**Task details:**
Print the data below again in full, exactly as it stands, with no images.

(Point-per-instance localization data)
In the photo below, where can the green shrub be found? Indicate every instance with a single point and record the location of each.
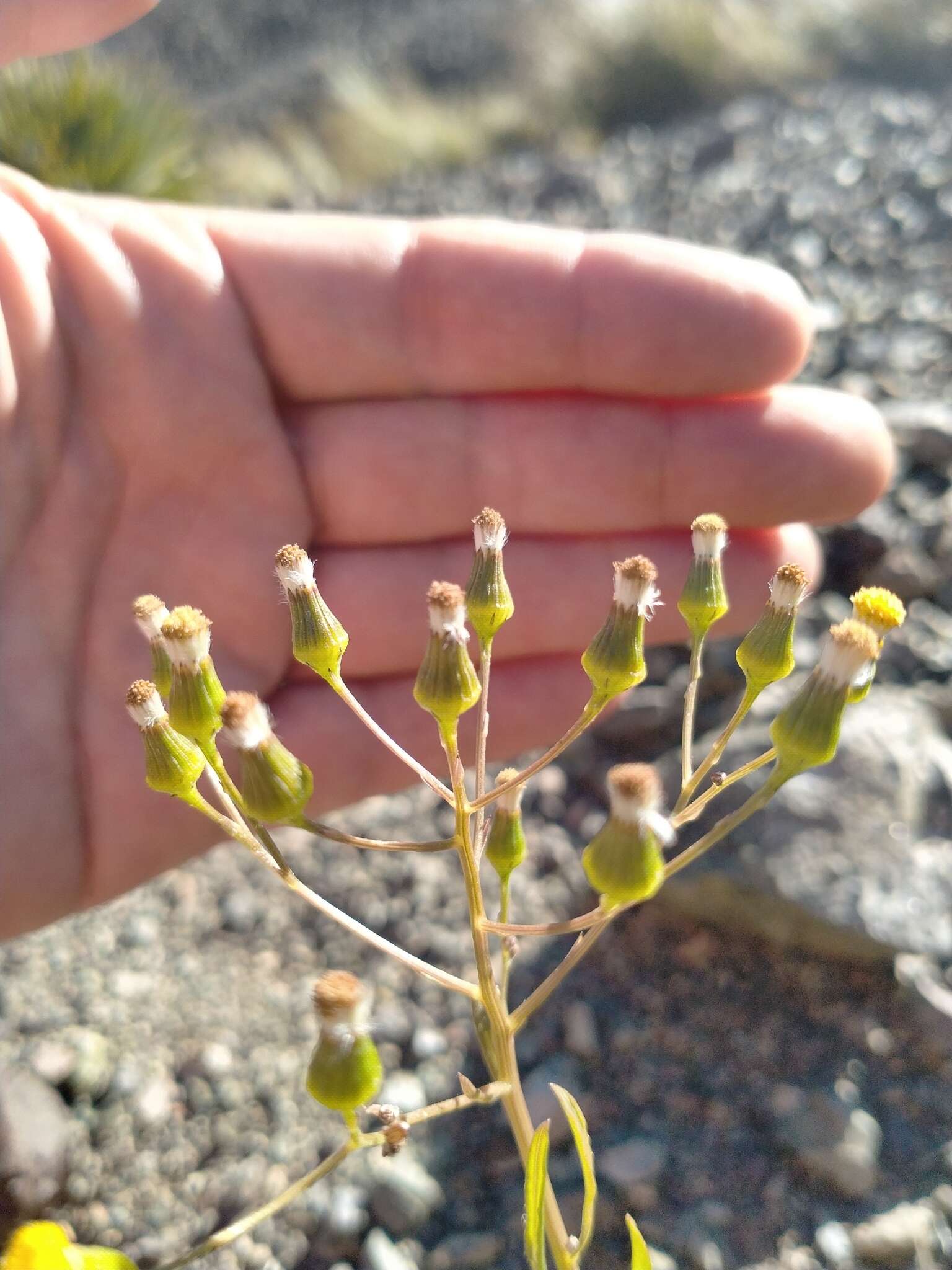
(86, 123)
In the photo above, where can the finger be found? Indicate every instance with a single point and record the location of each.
(351, 308)
(563, 591)
(30, 29)
(587, 465)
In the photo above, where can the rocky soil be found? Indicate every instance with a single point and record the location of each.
(749, 1099)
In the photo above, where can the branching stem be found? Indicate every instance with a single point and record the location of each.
(687, 737)
(351, 840)
(592, 710)
(747, 701)
(426, 775)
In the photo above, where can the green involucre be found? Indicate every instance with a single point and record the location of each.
(343, 1076)
(173, 762)
(624, 863)
(615, 659)
(506, 846)
(275, 784)
(806, 732)
(196, 699)
(705, 598)
(446, 683)
(765, 653)
(489, 602)
(162, 668)
(318, 639)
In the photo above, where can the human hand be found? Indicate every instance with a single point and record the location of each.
(182, 391)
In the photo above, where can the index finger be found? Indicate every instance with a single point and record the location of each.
(356, 306)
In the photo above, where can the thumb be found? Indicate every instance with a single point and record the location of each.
(30, 29)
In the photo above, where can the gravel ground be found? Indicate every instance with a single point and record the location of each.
(743, 1088)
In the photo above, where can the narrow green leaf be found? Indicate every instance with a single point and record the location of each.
(640, 1256)
(583, 1145)
(536, 1176)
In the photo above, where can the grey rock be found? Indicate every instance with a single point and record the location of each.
(428, 1042)
(380, 1253)
(404, 1090)
(404, 1196)
(348, 1210)
(93, 1064)
(35, 1135)
(662, 1260)
(837, 1145)
(580, 1029)
(471, 1251)
(922, 429)
(895, 1237)
(833, 1244)
(632, 1162)
(852, 859)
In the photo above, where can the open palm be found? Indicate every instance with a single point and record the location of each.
(183, 391)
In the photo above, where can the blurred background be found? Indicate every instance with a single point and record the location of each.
(764, 1053)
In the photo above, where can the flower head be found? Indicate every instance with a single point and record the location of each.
(276, 786)
(318, 639)
(788, 587)
(879, 609)
(708, 535)
(173, 761)
(346, 1070)
(635, 585)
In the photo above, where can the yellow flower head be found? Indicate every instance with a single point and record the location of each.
(37, 1246)
(46, 1246)
(879, 609)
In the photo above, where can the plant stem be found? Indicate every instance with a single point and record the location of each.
(747, 701)
(586, 941)
(501, 1059)
(507, 954)
(358, 1141)
(482, 737)
(758, 799)
(592, 710)
(324, 906)
(427, 776)
(694, 809)
(579, 949)
(687, 737)
(351, 840)
(430, 972)
(584, 922)
(229, 1233)
(230, 798)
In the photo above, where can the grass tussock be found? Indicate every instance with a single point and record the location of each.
(86, 123)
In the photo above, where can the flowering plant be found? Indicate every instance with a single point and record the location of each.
(183, 711)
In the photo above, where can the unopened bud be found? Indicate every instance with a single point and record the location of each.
(345, 1071)
(806, 732)
(446, 682)
(276, 786)
(173, 762)
(624, 861)
(395, 1137)
(150, 613)
(489, 601)
(506, 845)
(318, 639)
(705, 598)
(765, 653)
(615, 659)
(196, 694)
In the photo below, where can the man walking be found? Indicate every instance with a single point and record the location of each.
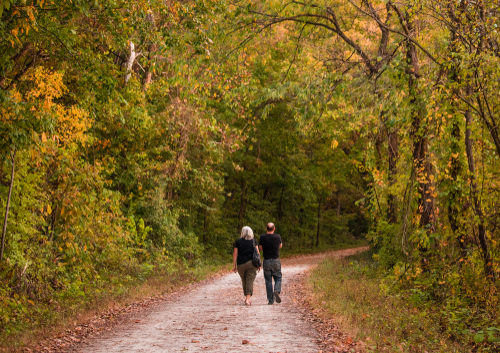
(270, 245)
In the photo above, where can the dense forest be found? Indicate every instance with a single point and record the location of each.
(137, 134)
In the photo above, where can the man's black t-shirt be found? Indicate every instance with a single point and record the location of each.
(270, 245)
(245, 250)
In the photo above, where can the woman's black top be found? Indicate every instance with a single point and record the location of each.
(245, 250)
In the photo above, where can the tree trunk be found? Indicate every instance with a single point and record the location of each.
(130, 62)
(280, 208)
(455, 191)
(393, 149)
(242, 204)
(422, 165)
(8, 203)
(319, 223)
(483, 241)
(205, 227)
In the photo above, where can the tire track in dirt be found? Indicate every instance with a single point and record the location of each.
(212, 318)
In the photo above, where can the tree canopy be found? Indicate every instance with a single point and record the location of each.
(139, 133)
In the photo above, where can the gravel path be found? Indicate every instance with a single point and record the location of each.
(212, 318)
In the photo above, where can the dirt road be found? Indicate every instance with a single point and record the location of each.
(212, 318)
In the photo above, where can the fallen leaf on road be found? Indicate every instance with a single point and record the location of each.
(348, 340)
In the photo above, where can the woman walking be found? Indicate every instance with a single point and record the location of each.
(242, 261)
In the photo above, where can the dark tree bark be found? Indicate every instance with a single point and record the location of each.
(280, 208)
(205, 227)
(13, 159)
(318, 231)
(243, 204)
(393, 151)
(483, 241)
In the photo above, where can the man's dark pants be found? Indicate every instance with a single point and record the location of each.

**Exercise answer:**
In the photo below, where can the green shrub be found? Indicate every instance with a single point and record the location of each.
(86, 123)
In the photo above, where can the finger be found? Indicate every instance with a single point and record the location of each.
(351, 308)
(563, 591)
(30, 29)
(587, 465)
In the photo above, where can the rocky soil be found? Indicate every instance with a single point and record the location of each.
(749, 1099)
In the photo above, where can the branching stem be found? Indicate every instance with a single point and record the location of each.
(687, 737)
(351, 840)
(592, 710)
(747, 701)
(426, 775)
In the photo above, where can the green involucre be found? Indicate every instance with a single point and record the location of each.
(343, 1076)
(173, 762)
(624, 863)
(615, 659)
(506, 846)
(275, 784)
(806, 732)
(196, 699)
(705, 598)
(446, 683)
(765, 653)
(489, 602)
(162, 668)
(318, 639)
In the photo above, where can the human hand be found? Indicate every instance with a single point and record the location of each.
(182, 391)
In the photo above, where can the index finger be found? Indicate every instance with a single point and record the location of each.
(356, 306)
In the photo above, where can the thumb be found? Indicate every instance with a single point and record the location of each.
(30, 29)
In the photo above, where can the gravel ground be found? Indicate every instance with a single point and record the location of each.
(743, 1088)
In the photo above, where can the narrow green leaf be found? Indicate every instance with a single point and record the location of each.
(640, 1256)
(583, 1145)
(536, 1176)
In the photo above, where can the grey rock be found? Indicate every instance with a single point and record the location of each.
(428, 1042)
(380, 1253)
(404, 1090)
(404, 1196)
(348, 1210)
(93, 1064)
(35, 1135)
(662, 1260)
(837, 1145)
(580, 1029)
(471, 1251)
(922, 429)
(895, 1237)
(833, 1244)
(632, 1162)
(852, 859)
In the photo above, where can the open palm be found? Indicate every instance with a single point and record the location of each.
(183, 391)
In the photo above, where can the blurred background be found? Indicate every instance with a single point and record the location of each.
(764, 1053)
In the photo above, where can the flower head be found? Indicate every instance with a single point and record the location of each.
(276, 786)
(318, 639)
(788, 587)
(879, 609)
(708, 535)
(173, 761)
(346, 1070)
(635, 585)
In the photo above, where can the yellow flower head be found? Indicate every instance with a single point and record the location of each.
(37, 1246)
(46, 1246)
(879, 609)
In the photo above, where can the plant stem be found? Indicate every instance with a single point and record the location of each.
(747, 701)
(586, 941)
(501, 1059)
(507, 954)
(358, 1141)
(482, 737)
(758, 799)
(592, 710)
(324, 906)
(427, 776)
(694, 809)
(579, 949)
(687, 737)
(351, 840)
(430, 972)
(584, 922)
(229, 1233)
(230, 798)
In the photo above, where can the grass tussock be found? Indicate every instance with a single point and record the location of each.
(86, 123)
In the photo above, where can the flowering plant be found? Indicate every instance with a single point and record the location of each.
(183, 711)
In the photo above, where can the unopened bud be found? Indicate every instance with a single point and record the location of each.
(345, 1071)
(806, 732)
(446, 682)
(276, 786)
(173, 762)
(624, 861)
(395, 1137)
(150, 613)
(489, 601)
(506, 845)
(318, 639)
(705, 598)
(765, 653)
(615, 659)
(196, 694)
In the photo below, where can the man walking be found? Indicate every instance with a single point and record the location of each.
(270, 245)
In the photo above, where can the dense forest be found? Indicate every instance with a single point and record the location of each.
(137, 134)
In the photo above, where can the man's black t-shirt be found? Indicate every instance with a single point and record the location of each.
(270, 245)
(245, 250)
In the photo above, where can the woman's black top be found? Indicate every instance with a single point and record the location of each.
(245, 250)
In the photo above, where can the tree trunk be found? Indicate every instance with a single point and record the location of each.
(130, 62)
(280, 208)
(455, 191)
(393, 149)
(242, 204)
(422, 165)
(8, 203)
(319, 223)
(483, 241)
(205, 227)
In the photo above, where can the tire track in dirt be found? Indicate every instance with a single point and record the location of each.
(212, 318)
In the photo above, where can the tree canopy be found? Indicate every instance with a single point and record the location of each.
(139, 133)
In the photo above, where can the gravel path be found? Indicate every instance with a single point and record the location of each.
(212, 318)
In the photo above, where can the dirt road be found? Indicate every instance with a single point and record the location of each.
(212, 318)
In the photo above, where can the fallen leaf on road be found? Indicate every instance with a single point and record the location of each.
(348, 340)
In the photo above, where can the woman walking be found? Indicate every instance with a single point and record the location of each.
(242, 261)
In the photo above, where can the dark tree bark be found? Indicate every instance with a single point and record the location of each.
(280, 208)
(205, 227)
(13, 159)
(318, 231)
(243, 204)
(393, 151)
(483, 241)
In the photo above, where can the man's dark pants be found? Indicate every instance with a single point and record the location of each.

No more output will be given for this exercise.